Segmentation annotation records
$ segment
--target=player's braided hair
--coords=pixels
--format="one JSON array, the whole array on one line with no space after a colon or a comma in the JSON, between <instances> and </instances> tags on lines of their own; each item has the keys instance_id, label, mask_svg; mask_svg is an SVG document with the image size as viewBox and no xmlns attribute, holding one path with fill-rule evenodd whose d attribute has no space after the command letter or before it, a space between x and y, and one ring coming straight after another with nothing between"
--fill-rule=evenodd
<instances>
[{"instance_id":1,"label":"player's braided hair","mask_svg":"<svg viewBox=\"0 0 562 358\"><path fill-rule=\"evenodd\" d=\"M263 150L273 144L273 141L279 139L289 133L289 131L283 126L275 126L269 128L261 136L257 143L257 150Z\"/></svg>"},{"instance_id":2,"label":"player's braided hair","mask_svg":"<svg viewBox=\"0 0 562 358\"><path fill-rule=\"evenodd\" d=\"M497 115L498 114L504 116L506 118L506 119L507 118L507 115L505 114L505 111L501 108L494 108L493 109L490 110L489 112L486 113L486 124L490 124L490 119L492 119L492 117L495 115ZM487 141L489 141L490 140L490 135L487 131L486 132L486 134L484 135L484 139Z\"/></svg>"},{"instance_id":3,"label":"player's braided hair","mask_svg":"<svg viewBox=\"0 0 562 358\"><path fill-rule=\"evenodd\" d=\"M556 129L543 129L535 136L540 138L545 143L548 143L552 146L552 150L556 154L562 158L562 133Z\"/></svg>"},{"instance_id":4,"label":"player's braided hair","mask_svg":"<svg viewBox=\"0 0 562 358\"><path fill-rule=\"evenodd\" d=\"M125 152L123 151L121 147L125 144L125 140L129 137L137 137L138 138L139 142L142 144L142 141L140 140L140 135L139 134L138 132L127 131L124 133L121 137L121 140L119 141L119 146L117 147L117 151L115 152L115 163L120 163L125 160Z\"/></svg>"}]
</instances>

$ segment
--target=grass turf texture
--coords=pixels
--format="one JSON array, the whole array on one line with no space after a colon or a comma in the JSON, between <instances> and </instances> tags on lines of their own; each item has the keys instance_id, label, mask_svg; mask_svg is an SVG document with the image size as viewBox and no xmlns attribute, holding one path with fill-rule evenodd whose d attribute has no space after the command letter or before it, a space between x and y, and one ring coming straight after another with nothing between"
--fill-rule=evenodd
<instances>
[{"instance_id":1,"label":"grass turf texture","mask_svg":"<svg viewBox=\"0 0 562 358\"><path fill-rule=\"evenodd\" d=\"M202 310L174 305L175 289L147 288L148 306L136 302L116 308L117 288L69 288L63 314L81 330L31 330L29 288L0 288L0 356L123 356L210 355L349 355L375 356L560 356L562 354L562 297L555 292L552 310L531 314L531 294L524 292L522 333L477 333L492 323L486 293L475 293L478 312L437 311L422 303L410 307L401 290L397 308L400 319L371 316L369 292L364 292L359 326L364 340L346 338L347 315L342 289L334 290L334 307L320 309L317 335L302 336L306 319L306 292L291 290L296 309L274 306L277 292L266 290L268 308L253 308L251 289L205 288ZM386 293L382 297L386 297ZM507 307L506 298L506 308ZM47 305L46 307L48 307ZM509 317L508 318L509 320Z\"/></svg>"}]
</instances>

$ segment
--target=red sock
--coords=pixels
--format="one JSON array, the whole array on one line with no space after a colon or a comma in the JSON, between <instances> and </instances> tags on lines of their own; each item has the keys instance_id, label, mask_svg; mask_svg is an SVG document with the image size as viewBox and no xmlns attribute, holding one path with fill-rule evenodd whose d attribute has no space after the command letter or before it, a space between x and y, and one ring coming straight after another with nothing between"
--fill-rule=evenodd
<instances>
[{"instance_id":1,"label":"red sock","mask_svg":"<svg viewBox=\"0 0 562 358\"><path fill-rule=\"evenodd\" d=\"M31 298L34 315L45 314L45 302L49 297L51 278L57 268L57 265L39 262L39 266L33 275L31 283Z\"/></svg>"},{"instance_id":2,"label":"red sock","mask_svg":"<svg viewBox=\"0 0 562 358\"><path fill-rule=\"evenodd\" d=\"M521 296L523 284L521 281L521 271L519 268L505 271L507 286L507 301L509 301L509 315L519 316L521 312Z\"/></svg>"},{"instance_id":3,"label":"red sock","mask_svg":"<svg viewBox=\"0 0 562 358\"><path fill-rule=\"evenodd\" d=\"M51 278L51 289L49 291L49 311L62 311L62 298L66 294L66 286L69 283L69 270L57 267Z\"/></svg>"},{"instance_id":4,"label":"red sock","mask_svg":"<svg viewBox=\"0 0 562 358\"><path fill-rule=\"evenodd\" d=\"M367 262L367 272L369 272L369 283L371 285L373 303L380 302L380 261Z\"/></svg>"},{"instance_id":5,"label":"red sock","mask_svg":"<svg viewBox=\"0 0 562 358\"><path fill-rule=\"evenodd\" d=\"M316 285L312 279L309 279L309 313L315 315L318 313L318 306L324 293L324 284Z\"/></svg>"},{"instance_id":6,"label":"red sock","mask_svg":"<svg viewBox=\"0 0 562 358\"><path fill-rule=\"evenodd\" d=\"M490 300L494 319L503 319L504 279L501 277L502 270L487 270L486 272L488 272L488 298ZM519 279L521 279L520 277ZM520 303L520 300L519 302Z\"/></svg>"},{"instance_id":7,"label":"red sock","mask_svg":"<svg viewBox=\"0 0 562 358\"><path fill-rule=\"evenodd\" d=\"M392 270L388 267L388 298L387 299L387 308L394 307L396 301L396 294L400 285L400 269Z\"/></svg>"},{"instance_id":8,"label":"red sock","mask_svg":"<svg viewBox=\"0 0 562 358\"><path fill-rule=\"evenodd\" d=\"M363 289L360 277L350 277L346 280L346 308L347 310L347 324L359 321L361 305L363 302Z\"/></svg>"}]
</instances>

● YOUR TASK: Extract every line of the items above that contains the string "target", treating uppercase and lowercase letters as different.

● TASK SOLUTION:
--target=player's braided hair
--target=grass turf texture
--target=red sock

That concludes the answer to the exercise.